--- Input material ---

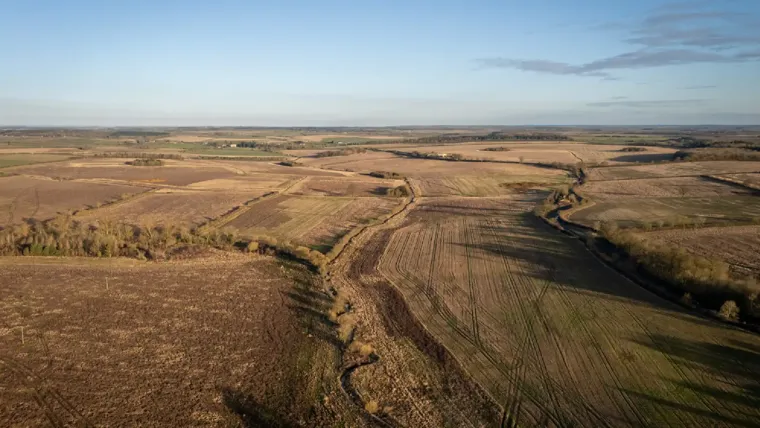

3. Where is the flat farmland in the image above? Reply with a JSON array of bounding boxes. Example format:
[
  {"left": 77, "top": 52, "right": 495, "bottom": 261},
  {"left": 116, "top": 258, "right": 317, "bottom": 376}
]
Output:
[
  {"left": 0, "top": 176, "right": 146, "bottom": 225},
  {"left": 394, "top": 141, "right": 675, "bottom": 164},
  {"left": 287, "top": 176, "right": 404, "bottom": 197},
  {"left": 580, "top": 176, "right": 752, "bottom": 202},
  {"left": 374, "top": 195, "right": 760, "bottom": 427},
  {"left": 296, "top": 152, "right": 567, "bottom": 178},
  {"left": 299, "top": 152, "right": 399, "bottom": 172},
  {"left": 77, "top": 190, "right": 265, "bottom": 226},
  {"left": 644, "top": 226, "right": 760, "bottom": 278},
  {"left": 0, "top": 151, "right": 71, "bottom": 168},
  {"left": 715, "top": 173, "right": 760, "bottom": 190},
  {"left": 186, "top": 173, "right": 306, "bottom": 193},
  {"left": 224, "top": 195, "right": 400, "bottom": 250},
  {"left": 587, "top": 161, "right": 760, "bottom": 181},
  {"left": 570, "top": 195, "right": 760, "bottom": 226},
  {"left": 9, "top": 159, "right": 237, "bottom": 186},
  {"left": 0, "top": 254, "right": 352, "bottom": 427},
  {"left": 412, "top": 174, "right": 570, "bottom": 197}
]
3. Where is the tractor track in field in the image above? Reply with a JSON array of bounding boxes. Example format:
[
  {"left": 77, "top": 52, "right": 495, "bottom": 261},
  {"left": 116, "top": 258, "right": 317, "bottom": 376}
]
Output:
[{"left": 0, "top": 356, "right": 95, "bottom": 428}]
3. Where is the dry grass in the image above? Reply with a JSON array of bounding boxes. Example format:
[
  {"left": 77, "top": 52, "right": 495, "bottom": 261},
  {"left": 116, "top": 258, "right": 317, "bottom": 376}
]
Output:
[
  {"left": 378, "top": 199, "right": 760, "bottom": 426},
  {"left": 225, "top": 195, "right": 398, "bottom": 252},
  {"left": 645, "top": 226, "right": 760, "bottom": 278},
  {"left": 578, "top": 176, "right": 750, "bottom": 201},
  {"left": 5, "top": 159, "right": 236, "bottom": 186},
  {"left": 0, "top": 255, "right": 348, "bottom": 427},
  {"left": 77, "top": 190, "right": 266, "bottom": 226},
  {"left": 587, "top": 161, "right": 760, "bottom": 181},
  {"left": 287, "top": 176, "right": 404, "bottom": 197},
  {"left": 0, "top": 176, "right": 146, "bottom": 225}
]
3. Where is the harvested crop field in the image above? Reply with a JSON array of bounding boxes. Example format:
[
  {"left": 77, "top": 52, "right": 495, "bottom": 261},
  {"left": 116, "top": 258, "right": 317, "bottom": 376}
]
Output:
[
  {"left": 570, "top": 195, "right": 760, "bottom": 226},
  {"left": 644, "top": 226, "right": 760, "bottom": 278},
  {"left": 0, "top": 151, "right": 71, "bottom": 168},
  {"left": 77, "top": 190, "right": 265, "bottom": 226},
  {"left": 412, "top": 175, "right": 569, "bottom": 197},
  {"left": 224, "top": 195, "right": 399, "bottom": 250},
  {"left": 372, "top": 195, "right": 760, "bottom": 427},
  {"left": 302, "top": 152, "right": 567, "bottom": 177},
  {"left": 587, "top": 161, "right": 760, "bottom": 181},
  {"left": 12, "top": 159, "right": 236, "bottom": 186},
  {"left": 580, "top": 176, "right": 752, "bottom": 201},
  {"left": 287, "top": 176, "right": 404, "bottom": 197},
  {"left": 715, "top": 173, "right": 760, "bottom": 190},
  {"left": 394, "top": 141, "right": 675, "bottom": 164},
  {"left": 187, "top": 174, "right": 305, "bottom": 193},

---

## Problem description
Turn the records above into one numbered list of their lines, skipping any blank lines and leaving out the pictures.

## Solved problem
1. 3. Where is the flat farmland in the image above? Reply with a JSON array of bounding boxes. Example format:
2. [
3.   {"left": 77, "top": 52, "right": 495, "bottom": 261},
4.   {"left": 116, "top": 258, "right": 317, "bottom": 376}
5. ]
6. Output:
7. [
8.   {"left": 0, "top": 176, "right": 146, "bottom": 225},
9.   {"left": 394, "top": 141, "right": 675, "bottom": 164},
10.   {"left": 287, "top": 176, "right": 404, "bottom": 197},
11.   {"left": 580, "top": 176, "right": 752, "bottom": 202},
12.   {"left": 374, "top": 195, "right": 760, "bottom": 427},
13.   {"left": 296, "top": 152, "right": 567, "bottom": 178},
14.   {"left": 299, "top": 152, "right": 399, "bottom": 172},
15.   {"left": 77, "top": 190, "right": 265, "bottom": 226},
16.   {"left": 644, "top": 226, "right": 760, "bottom": 278},
17.   {"left": 0, "top": 151, "right": 71, "bottom": 168},
18.   {"left": 715, "top": 173, "right": 760, "bottom": 190},
19.   {"left": 186, "top": 173, "right": 306, "bottom": 193},
20.   {"left": 224, "top": 195, "right": 400, "bottom": 250},
21.   {"left": 587, "top": 161, "right": 760, "bottom": 181},
22.   {"left": 570, "top": 195, "right": 760, "bottom": 226},
23.   {"left": 9, "top": 159, "right": 237, "bottom": 186},
24.   {"left": 0, "top": 254, "right": 352, "bottom": 427},
25.   {"left": 412, "top": 174, "right": 570, "bottom": 197}
26. ]
27. 3. Where is the tractor track in field in the image above? Reply with a JSON array of bounding boxes. Example format:
28. [
29.   {"left": 77, "top": 52, "right": 495, "bottom": 261},
30.   {"left": 116, "top": 258, "right": 317, "bottom": 376}
31. ]
32. Output:
33. [{"left": 0, "top": 356, "right": 95, "bottom": 428}]
34. 3. Where is the dry grass in the image above? Reply with a JSON array of bounding boxes. Example format:
35. [
36.   {"left": 77, "top": 52, "right": 495, "bottom": 261},
37.   {"left": 116, "top": 258, "right": 317, "bottom": 376}
38. ]
39. Output:
40. [
41.   {"left": 378, "top": 199, "right": 760, "bottom": 426},
42.   {"left": 225, "top": 195, "right": 398, "bottom": 252},
43.   {"left": 645, "top": 226, "right": 760, "bottom": 278},
44.   {"left": 578, "top": 176, "right": 750, "bottom": 201},
45.   {"left": 5, "top": 159, "right": 236, "bottom": 186},
46.   {"left": 0, "top": 255, "right": 348, "bottom": 427},
47.   {"left": 77, "top": 190, "right": 266, "bottom": 226},
48.   {"left": 587, "top": 161, "right": 760, "bottom": 181},
49.   {"left": 287, "top": 176, "right": 404, "bottom": 197},
50.   {"left": 0, "top": 176, "right": 146, "bottom": 225}
51. ]
52. 3. Where is the harvested crop field in the image above? Reply with a JSON array of bounding boxes. Example format:
53. [
54.   {"left": 77, "top": 52, "right": 495, "bottom": 261},
55.   {"left": 116, "top": 258, "right": 317, "bottom": 376}
56. ]
57. Output:
58. [
59.   {"left": 570, "top": 195, "right": 760, "bottom": 226},
60.   {"left": 644, "top": 226, "right": 760, "bottom": 278},
61.   {"left": 0, "top": 151, "right": 71, "bottom": 168},
62.   {"left": 77, "top": 190, "right": 265, "bottom": 226},
63.   {"left": 412, "top": 175, "right": 569, "bottom": 197},
64.   {"left": 224, "top": 195, "right": 399, "bottom": 250},
65.   {"left": 372, "top": 195, "right": 760, "bottom": 427},
66.   {"left": 302, "top": 152, "right": 567, "bottom": 177},
67.   {"left": 587, "top": 161, "right": 760, "bottom": 181},
68.   {"left": 12, "top": 159, "right": 236, "bottom": 186},
69.   {"left": 580, "top": 176, "right": 752, "bottom": 201},
70.   {"left": 287, "top": 176, "right": 404, "bottom": 197},
71.   {"left": 715, "top": 173, "right": 760, "bottom": 190},
72.   {"left": 394, "top": 141, "right": 675, "bottom": 164},
73.   {"left": 187, "top": 174, "right": 305, "bottom": 193},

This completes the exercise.